## Directions for this task
Copy exactly the lines of the records below, starting at the line that contains "white background above? Mark it with a dot." and continuing through the last line, both included; omit any pictures.
---------- Dataset entries ----------
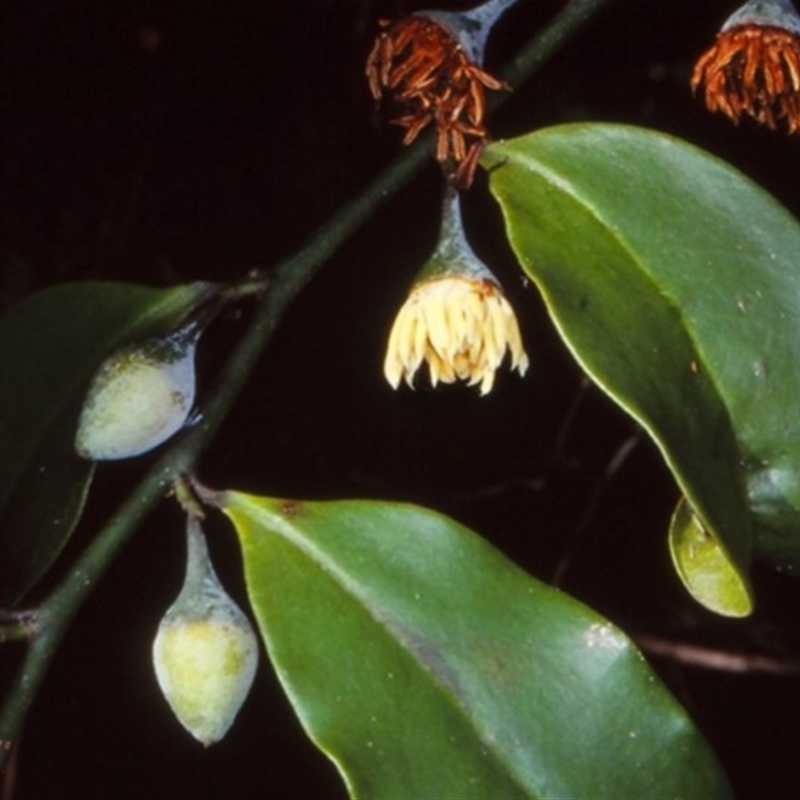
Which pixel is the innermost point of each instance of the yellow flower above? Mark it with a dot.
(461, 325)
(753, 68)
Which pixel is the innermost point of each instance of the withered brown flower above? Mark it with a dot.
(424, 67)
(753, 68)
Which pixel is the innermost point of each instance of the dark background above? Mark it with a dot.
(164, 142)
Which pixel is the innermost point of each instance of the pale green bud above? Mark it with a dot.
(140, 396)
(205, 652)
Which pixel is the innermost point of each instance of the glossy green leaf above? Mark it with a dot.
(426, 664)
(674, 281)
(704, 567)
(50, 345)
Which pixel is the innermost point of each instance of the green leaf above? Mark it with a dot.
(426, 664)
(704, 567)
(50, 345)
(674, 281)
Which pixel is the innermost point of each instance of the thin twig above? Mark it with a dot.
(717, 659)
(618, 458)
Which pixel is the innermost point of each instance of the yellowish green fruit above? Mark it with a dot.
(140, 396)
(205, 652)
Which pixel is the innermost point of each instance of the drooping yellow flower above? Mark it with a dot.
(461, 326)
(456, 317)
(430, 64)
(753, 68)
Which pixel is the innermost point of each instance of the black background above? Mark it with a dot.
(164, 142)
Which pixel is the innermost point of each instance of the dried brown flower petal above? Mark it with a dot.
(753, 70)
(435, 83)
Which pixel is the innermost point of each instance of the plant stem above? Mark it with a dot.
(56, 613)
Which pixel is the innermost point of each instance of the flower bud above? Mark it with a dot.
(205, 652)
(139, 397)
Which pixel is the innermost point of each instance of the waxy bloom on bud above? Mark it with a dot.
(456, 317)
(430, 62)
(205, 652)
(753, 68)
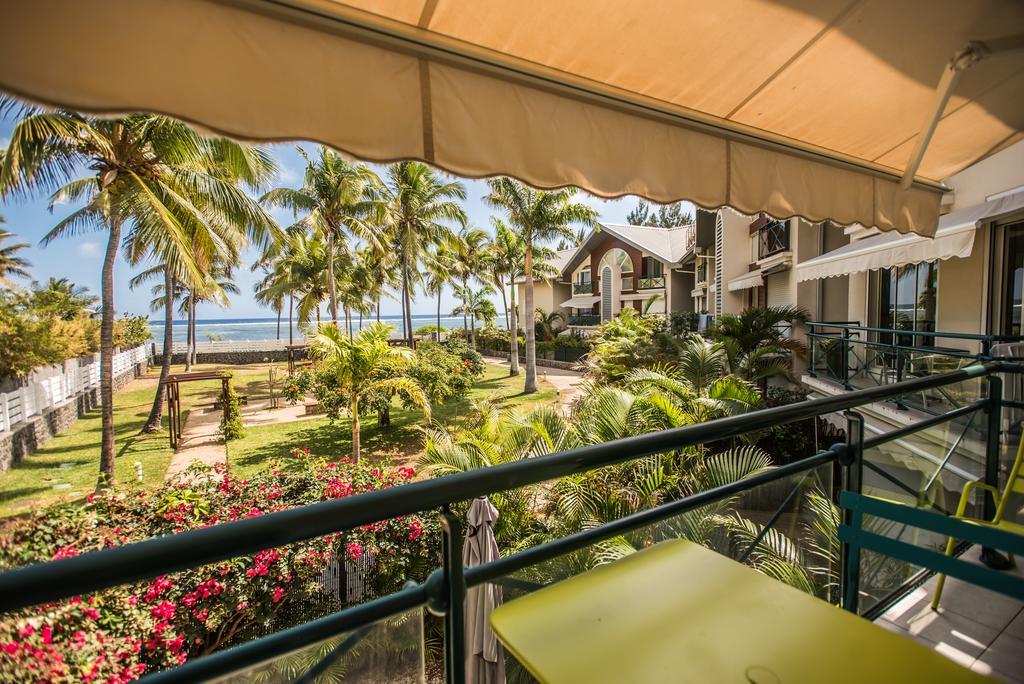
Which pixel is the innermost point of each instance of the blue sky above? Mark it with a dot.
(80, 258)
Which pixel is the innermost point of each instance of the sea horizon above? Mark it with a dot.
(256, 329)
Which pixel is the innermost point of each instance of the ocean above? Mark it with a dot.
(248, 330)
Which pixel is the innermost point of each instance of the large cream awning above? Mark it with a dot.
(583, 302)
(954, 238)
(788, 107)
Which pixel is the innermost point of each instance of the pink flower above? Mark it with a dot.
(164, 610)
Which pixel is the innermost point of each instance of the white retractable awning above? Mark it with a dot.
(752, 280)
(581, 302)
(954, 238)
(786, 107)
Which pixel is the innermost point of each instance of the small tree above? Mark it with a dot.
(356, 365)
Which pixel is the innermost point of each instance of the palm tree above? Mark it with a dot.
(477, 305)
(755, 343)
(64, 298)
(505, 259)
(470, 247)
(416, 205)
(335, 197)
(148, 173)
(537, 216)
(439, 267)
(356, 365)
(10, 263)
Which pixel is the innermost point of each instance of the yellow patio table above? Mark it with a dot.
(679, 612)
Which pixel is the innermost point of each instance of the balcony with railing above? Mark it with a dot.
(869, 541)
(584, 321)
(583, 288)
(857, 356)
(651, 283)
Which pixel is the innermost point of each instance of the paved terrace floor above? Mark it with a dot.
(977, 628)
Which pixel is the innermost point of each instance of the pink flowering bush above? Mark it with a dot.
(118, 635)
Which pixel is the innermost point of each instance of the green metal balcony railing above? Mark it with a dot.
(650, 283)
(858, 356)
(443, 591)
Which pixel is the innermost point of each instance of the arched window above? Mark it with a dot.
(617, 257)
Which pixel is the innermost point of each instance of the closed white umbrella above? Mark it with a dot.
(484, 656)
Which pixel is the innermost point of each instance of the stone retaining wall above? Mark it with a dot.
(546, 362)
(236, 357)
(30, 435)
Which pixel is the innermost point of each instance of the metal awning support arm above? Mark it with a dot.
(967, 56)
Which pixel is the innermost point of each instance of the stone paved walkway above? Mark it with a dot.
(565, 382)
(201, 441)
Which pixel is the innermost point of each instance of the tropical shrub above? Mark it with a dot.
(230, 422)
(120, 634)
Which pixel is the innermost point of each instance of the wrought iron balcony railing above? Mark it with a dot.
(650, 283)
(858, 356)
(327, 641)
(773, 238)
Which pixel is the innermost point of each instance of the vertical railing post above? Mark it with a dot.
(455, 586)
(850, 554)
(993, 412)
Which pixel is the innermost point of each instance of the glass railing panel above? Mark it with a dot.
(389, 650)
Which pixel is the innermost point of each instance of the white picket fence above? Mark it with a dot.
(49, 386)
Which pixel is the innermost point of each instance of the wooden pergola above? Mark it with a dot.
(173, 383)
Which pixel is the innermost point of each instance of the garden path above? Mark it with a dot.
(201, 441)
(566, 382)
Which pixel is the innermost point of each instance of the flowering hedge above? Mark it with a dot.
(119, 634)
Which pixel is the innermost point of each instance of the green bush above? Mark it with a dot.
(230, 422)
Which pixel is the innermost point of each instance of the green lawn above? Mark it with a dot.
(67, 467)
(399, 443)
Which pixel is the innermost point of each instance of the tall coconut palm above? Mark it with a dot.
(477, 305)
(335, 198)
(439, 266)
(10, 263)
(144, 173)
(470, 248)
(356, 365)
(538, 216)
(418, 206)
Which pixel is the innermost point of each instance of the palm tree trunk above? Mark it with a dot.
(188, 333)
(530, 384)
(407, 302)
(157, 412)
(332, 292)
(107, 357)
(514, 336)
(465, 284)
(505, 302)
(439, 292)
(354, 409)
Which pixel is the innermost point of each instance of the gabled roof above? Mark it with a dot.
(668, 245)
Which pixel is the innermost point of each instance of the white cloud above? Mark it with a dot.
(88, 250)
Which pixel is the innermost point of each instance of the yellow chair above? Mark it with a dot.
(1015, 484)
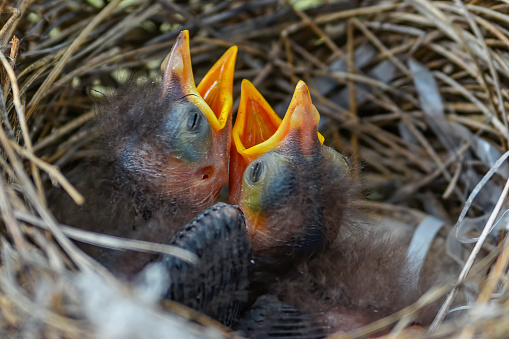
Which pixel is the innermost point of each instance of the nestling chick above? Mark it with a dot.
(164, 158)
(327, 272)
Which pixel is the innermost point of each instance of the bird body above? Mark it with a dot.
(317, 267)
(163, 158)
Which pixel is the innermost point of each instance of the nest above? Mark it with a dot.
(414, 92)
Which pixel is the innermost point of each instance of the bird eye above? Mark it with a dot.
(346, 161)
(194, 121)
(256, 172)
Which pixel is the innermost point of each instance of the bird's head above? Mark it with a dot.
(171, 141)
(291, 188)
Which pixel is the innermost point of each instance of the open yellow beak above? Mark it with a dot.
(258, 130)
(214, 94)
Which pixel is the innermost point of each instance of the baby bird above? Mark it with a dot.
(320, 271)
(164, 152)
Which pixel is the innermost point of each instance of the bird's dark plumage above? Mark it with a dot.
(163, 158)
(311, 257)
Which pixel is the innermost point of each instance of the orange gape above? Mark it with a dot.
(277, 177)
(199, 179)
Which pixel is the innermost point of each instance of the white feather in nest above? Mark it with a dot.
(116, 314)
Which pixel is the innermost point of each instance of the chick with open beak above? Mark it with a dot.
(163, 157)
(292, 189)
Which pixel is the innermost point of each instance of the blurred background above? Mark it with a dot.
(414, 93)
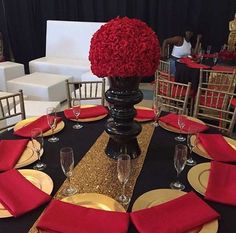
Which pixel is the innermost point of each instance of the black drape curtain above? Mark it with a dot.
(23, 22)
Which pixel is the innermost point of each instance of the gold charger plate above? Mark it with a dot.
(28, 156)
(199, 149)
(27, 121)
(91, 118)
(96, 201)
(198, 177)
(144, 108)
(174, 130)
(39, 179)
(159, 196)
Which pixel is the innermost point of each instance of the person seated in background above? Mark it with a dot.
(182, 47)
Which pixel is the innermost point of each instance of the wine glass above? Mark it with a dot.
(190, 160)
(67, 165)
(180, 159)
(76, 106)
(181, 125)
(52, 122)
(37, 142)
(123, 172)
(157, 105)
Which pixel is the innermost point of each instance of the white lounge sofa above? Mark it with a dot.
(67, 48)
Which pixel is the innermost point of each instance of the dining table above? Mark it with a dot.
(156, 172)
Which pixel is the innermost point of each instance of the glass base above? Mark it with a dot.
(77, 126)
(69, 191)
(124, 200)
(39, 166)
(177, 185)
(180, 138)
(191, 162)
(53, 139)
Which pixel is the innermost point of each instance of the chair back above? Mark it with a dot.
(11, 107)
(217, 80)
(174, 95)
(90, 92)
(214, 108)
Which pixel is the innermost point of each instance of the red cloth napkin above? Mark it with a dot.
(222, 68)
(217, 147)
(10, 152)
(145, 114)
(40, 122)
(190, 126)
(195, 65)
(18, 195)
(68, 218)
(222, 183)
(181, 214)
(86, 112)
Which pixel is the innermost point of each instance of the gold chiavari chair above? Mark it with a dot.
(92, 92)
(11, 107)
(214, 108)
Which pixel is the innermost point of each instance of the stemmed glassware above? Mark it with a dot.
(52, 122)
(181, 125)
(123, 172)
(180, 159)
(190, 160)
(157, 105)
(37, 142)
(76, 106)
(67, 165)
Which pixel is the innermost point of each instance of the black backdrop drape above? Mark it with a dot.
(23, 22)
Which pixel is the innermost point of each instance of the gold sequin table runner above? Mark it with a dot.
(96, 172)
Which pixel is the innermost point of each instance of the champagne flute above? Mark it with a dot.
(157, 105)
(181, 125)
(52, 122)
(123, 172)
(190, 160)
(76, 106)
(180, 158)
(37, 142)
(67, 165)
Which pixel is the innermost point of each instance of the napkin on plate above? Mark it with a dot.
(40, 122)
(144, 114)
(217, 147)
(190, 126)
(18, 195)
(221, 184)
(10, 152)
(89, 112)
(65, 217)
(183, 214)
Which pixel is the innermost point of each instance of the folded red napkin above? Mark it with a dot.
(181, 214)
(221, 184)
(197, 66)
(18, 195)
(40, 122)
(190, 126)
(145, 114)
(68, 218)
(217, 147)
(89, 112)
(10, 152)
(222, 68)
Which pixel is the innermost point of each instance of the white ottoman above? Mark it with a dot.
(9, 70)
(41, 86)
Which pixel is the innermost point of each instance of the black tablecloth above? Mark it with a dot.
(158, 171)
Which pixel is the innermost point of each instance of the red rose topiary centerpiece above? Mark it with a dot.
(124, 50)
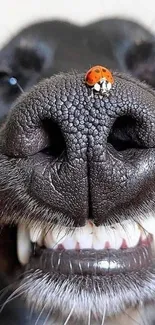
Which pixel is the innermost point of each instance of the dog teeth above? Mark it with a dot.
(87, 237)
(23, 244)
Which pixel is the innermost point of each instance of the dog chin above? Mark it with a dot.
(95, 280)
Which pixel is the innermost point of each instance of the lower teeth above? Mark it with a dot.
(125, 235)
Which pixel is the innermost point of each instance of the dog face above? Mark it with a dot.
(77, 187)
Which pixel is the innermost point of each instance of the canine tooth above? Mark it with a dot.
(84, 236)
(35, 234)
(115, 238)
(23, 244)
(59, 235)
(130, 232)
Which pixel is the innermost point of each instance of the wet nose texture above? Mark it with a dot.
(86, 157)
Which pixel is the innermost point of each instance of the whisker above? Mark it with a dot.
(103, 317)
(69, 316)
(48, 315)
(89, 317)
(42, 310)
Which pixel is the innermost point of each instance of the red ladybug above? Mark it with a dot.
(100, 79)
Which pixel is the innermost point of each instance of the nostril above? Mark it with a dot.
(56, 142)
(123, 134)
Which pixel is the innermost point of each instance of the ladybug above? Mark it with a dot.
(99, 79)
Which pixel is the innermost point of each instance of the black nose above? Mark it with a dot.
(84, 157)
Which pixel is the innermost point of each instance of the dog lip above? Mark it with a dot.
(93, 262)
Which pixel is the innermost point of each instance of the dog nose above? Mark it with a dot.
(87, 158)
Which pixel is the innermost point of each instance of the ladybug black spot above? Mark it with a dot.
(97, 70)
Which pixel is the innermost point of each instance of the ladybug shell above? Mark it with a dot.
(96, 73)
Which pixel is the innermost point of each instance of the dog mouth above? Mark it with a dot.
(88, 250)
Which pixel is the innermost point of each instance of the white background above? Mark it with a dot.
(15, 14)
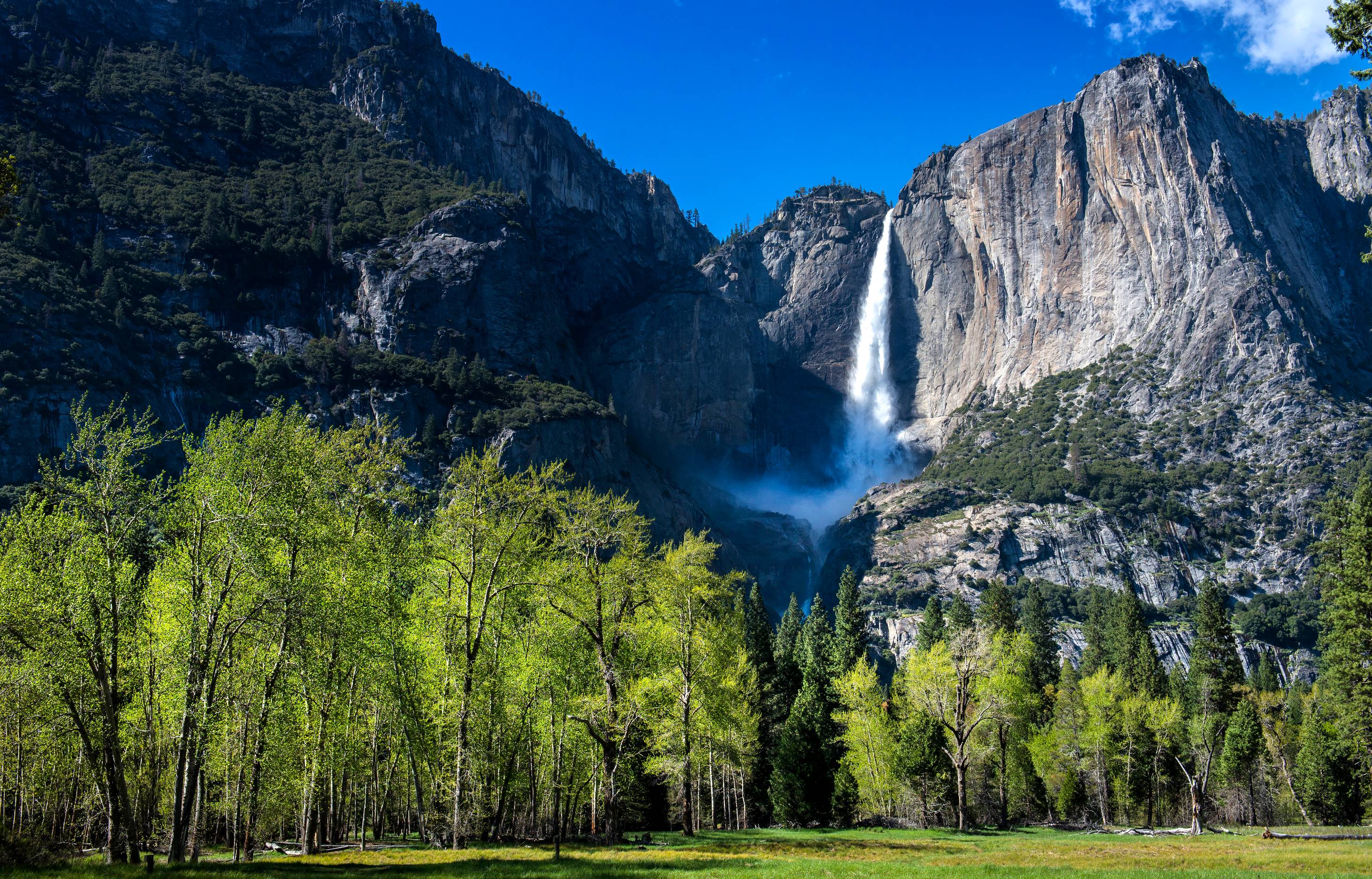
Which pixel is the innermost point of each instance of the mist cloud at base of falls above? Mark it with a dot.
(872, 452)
----------
## Answer
Which pixel is the innermost point of each instance of the white background above? Mark it with a dot.
(15, 14)
Which pixel is the innermost point of each instance of the mist cloud at base of falls above? Mark it with a dot.
(872, 452)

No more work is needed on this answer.